# GIVEN TASK:
Rewrite the data from its start up to and including the line with "(1232, 518)", keeping every line but multiplying each answer coordinate by 2.35 and rounding to whole numbers, with halves rounded up. Leave the pictures out.

Data on object locations:
%%

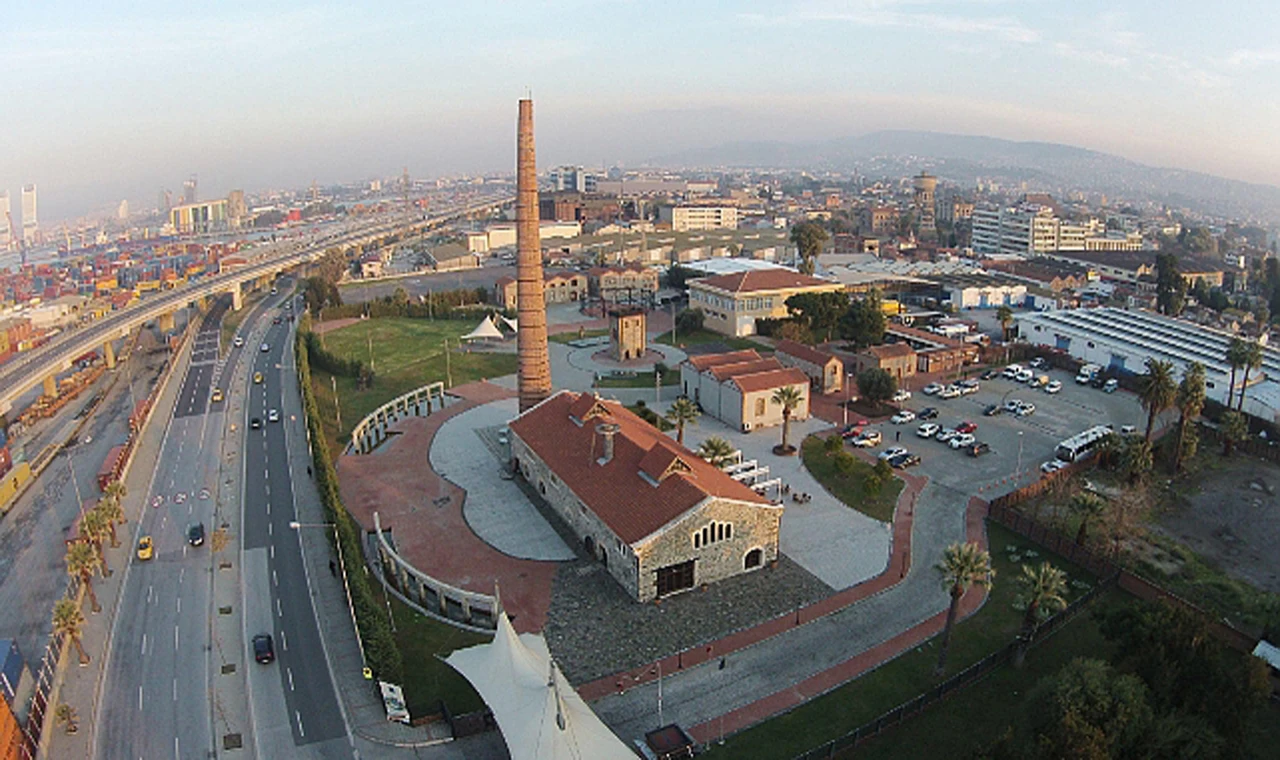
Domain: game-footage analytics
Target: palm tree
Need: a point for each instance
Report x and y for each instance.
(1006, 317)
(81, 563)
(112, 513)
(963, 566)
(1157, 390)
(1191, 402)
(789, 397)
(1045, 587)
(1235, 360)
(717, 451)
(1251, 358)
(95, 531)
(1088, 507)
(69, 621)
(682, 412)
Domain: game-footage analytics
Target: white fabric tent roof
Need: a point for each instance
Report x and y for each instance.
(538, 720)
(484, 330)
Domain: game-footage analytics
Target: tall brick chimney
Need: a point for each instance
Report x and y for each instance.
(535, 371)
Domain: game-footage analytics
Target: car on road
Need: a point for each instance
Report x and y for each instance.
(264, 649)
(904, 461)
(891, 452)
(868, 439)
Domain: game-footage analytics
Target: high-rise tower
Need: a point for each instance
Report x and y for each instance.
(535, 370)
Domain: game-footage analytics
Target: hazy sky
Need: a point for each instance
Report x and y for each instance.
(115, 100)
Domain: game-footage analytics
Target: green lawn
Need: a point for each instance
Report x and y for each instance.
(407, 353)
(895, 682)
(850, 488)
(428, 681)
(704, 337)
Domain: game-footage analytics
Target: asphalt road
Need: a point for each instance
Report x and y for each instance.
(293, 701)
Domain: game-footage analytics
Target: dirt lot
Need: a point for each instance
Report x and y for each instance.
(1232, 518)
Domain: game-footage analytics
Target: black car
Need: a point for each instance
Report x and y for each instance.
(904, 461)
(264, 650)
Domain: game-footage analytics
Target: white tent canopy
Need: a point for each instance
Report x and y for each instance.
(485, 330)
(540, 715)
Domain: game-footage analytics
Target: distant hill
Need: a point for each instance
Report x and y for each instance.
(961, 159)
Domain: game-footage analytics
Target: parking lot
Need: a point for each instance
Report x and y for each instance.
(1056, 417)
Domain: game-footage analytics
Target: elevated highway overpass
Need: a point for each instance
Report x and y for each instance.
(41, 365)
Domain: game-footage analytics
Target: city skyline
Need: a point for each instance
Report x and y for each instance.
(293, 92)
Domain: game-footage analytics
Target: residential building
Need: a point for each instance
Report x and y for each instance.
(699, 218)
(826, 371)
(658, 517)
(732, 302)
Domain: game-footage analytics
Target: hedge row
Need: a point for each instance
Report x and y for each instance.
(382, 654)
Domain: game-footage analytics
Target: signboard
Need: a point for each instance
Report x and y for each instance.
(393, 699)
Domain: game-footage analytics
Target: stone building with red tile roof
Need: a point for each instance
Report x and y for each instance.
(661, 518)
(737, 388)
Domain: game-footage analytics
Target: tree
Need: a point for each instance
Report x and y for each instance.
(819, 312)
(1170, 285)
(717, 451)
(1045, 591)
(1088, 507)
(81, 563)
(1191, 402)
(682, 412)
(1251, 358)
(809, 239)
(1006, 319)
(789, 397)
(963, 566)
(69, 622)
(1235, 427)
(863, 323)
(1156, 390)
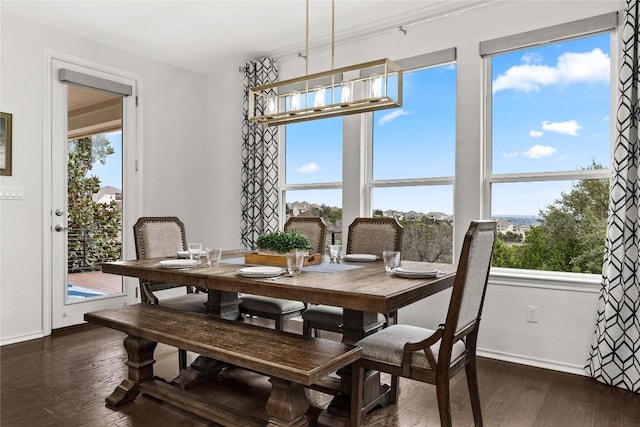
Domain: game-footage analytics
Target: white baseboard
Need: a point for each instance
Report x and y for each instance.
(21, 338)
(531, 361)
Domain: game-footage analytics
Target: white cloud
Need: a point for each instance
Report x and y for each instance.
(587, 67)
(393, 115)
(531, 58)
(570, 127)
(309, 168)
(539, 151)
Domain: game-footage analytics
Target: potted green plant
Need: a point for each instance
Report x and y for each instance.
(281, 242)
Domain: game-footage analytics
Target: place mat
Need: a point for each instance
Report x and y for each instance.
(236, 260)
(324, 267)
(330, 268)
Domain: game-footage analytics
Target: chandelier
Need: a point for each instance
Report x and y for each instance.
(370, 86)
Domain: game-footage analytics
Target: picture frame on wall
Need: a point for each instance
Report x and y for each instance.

%%

# REPLY TO THE TASK:
Domain: game-footage analytics
Target: palm tree
Need: a point for each instance
Report x and y for each instance.
(2364, 745)
(190, 1323)
(263, 1206)
(2263, 1330)
(2719, 917)
(2799, 945)
(1854, 933)
(2456, 1379)
(2902, 846)
(1685, 1060)
(2940, 841)
(223, 1248)
(2557, 1191)
(162, 1459)
(1603, 968)
Domain: game-footage analytics
Target: white fabric tent roof
Need: a point for each instance
Report x and y for each instance.
(1264, 1692)
(1137, 776)
Domain: game-footage analytics
Target: tall brick chimney
Need: a point for each instance
Report x and y for each instance.
(1257, 872)
Domain: game-footage analytics
Target: car on road
Need: a point for each instance
Report x and y for each instance.
(620, 1525)
(2124, 1083)
(2094, 1062)
(2040, 1032)
Domain: game-footage analytics
Target: high-rise tower
Need: a point for each instance
Report x and y for each instance.
(1257, 870)
Domain: game-footage analytics
Target: hazy sky
Need: a point for each instance
Report x and y for each instance.
(270, 235)
Domain: game-footage analytics
Target: green lawn
Need: a point for each instance
Report x and y for each instance.
(956, 830)
(2103, 1603)
(1998, 1147)
(1006, 1600)
(1654, 792)
Domain: game-footage analytics
Target: asphalt road
Need: a point for each instance
Report x and y for each instance.
(689, 1647)
Domain: game-footage analytics
Target: dirt lot
Need: a point for each instance
Report x and y for each instance.
(2895, 1217)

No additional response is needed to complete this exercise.